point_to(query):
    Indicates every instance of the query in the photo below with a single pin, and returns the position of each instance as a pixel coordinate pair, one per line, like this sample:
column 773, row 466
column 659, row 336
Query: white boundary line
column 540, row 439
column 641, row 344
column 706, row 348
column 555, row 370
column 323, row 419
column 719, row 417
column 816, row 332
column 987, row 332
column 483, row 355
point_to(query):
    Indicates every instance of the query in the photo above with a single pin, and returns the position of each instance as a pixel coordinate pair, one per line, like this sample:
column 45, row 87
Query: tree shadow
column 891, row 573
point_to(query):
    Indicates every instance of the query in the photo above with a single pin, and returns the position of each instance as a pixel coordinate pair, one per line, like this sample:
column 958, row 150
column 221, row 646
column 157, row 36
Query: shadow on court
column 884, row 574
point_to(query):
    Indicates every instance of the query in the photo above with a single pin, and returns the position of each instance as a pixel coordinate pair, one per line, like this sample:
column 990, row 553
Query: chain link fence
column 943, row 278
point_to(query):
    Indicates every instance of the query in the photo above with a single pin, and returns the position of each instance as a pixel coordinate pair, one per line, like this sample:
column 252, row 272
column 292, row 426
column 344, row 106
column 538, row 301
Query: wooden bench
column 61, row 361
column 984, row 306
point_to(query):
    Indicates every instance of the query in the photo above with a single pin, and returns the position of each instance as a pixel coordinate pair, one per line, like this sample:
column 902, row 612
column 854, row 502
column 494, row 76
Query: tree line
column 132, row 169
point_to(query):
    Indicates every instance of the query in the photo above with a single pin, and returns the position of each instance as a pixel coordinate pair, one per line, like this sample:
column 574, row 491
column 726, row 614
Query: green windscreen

==================================================

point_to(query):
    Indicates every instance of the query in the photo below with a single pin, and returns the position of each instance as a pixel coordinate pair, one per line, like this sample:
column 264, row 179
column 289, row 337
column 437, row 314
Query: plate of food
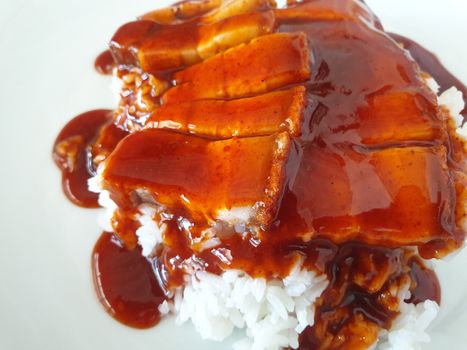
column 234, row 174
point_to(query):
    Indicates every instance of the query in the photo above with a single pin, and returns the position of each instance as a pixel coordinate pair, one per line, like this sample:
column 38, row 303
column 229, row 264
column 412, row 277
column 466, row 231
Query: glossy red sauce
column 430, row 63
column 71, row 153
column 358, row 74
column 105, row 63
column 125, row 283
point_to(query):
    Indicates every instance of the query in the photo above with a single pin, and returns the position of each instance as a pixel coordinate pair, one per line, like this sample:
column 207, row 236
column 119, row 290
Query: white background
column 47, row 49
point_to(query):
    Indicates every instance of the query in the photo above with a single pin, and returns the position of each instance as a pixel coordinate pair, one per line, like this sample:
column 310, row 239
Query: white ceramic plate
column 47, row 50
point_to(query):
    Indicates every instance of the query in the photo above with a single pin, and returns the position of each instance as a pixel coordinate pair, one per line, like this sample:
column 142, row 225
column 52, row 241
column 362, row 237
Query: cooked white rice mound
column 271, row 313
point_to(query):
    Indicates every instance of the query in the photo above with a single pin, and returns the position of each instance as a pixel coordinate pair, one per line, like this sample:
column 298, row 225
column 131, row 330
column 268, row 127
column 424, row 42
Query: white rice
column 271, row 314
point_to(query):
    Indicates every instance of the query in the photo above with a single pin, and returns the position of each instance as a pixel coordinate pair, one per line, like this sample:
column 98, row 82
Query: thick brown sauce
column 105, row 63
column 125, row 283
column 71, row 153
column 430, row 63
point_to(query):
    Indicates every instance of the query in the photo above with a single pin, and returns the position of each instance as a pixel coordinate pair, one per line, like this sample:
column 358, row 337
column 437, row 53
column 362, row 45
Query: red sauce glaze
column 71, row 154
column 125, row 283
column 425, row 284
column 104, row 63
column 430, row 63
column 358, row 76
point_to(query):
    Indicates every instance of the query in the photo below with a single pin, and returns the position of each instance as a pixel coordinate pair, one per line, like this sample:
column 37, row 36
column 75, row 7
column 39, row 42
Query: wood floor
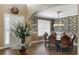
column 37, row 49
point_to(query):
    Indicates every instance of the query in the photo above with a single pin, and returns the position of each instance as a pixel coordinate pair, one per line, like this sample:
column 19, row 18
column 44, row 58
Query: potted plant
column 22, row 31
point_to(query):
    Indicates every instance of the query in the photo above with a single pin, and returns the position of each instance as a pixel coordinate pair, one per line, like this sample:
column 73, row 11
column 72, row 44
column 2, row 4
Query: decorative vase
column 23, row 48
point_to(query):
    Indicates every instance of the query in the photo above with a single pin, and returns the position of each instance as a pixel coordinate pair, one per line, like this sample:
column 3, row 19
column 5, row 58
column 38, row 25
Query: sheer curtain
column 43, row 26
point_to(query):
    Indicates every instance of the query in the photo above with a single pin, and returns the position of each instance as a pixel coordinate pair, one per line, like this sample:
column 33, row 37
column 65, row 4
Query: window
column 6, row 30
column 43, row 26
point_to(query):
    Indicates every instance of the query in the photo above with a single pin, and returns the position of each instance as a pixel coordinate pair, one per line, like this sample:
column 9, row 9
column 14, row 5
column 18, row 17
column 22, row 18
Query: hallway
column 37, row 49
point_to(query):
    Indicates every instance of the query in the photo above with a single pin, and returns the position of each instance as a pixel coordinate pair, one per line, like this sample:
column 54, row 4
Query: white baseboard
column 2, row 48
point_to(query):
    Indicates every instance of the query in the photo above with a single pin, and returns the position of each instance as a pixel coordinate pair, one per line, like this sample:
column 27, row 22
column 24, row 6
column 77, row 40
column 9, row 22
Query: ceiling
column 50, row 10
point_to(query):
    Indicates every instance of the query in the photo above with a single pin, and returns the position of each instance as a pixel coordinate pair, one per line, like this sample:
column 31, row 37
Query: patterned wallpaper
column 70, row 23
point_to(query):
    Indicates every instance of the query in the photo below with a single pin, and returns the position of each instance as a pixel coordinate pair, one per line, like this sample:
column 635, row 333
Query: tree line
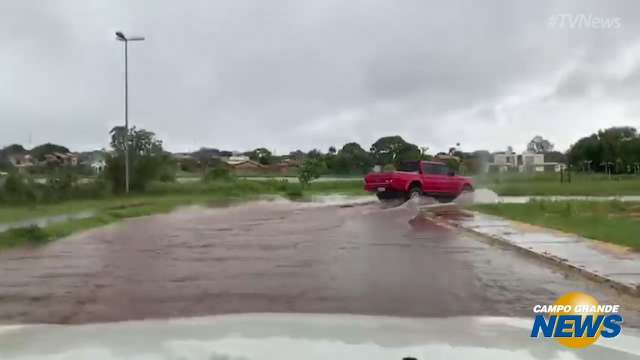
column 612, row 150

==================================================

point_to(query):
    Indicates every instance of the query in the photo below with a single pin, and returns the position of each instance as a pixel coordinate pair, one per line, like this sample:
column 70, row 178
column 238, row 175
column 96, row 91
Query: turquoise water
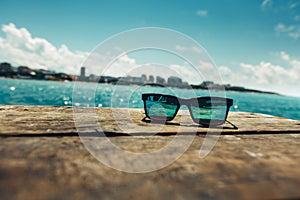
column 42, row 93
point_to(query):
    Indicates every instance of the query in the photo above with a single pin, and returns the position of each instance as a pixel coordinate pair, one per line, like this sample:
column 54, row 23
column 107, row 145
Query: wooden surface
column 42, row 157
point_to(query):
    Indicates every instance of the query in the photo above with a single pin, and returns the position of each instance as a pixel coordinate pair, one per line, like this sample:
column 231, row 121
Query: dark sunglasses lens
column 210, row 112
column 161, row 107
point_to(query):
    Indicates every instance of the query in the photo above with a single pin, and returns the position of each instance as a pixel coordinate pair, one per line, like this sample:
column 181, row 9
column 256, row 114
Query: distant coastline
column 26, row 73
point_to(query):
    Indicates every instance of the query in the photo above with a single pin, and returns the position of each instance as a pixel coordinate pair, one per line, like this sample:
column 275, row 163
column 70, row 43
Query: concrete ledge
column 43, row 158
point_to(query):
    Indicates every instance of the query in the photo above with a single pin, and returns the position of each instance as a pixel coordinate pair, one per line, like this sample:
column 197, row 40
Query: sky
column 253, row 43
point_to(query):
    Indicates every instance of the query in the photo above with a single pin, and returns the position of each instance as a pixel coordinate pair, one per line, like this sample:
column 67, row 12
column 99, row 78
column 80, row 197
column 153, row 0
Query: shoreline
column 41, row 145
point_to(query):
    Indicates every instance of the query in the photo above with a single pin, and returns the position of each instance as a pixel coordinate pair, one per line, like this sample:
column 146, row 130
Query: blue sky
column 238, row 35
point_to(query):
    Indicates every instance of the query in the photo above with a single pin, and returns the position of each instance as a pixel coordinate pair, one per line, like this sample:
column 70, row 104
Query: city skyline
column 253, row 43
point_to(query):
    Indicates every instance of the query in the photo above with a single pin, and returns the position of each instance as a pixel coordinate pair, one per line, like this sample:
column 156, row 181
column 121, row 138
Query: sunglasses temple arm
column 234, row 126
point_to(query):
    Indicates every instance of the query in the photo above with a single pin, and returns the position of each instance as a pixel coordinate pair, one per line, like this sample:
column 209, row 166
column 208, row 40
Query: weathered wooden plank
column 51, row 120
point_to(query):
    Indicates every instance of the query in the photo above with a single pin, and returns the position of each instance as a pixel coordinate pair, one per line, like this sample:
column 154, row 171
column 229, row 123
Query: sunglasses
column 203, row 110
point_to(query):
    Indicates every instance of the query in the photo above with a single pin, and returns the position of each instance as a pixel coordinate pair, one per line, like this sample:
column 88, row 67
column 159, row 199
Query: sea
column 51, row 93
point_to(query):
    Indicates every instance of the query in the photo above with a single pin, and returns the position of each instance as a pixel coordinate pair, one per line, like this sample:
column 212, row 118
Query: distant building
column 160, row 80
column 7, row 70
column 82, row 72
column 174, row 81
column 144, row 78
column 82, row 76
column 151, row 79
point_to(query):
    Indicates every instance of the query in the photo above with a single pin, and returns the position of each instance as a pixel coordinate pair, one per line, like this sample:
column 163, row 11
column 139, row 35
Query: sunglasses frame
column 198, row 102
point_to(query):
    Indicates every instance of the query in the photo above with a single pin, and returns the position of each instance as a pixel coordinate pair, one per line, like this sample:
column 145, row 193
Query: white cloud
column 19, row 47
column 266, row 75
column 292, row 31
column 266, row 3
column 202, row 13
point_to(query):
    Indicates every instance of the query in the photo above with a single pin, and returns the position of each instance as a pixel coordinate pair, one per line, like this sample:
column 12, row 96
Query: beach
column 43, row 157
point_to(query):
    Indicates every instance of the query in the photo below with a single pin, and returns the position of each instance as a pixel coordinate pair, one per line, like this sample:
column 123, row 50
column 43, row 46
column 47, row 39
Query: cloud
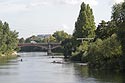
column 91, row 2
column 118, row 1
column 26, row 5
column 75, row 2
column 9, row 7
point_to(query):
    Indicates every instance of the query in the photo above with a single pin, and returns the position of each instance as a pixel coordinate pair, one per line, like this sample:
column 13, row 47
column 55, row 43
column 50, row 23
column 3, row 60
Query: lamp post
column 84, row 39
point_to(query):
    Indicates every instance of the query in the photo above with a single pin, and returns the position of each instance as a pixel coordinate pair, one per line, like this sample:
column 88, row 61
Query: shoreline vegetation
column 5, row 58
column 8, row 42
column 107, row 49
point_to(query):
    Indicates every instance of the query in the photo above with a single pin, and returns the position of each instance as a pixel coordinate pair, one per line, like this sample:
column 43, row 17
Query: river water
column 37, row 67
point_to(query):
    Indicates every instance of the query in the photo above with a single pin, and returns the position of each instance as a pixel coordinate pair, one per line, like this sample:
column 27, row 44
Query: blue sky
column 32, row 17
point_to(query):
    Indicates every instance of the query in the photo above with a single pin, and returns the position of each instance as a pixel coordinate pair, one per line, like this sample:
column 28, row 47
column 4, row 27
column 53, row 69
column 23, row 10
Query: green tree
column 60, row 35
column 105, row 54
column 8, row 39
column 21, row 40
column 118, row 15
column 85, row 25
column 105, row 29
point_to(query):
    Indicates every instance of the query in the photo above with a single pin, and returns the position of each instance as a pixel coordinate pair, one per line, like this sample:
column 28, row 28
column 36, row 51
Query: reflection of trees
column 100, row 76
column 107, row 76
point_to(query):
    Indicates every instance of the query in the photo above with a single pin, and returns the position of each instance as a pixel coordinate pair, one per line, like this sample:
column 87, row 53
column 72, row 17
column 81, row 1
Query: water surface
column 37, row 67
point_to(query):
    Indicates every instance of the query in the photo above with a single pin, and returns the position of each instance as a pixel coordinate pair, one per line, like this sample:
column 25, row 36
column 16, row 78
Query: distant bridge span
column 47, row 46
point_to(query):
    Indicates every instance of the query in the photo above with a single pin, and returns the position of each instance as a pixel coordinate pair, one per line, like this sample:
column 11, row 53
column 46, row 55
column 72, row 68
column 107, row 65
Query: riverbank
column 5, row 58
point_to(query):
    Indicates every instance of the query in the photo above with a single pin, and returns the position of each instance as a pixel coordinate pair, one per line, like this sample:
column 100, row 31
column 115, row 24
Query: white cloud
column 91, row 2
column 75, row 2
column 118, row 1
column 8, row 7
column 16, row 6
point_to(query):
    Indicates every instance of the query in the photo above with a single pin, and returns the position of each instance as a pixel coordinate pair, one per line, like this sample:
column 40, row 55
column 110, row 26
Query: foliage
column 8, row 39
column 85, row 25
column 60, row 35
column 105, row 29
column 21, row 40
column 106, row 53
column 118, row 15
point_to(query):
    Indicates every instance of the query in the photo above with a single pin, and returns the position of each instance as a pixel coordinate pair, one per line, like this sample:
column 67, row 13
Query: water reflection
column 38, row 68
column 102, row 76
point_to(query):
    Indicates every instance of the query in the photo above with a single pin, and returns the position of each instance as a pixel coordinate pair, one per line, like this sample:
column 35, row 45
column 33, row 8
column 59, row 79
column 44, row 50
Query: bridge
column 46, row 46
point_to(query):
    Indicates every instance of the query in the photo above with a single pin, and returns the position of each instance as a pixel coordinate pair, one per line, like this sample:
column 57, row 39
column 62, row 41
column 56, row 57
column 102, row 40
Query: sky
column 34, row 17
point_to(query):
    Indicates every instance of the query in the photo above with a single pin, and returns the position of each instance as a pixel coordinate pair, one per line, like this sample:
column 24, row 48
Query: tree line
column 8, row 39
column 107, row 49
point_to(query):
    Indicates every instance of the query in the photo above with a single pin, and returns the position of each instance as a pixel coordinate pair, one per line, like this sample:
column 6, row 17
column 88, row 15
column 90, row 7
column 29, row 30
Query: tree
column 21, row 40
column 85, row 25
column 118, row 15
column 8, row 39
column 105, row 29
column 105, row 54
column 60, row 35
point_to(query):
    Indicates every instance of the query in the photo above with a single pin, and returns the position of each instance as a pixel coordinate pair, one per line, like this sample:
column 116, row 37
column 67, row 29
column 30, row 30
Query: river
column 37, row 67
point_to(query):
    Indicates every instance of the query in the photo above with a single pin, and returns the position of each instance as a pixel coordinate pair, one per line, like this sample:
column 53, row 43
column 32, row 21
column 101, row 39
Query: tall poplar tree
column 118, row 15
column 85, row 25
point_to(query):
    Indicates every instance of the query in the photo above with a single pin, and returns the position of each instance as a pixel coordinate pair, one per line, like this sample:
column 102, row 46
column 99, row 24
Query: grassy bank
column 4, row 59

==================================================

Your task: Return, unchanged, every line of the records above that contains the string "sauce".

Solved problem:
Query: glossy red sauce
Query: thick brown sauce
Query: red sauce glaze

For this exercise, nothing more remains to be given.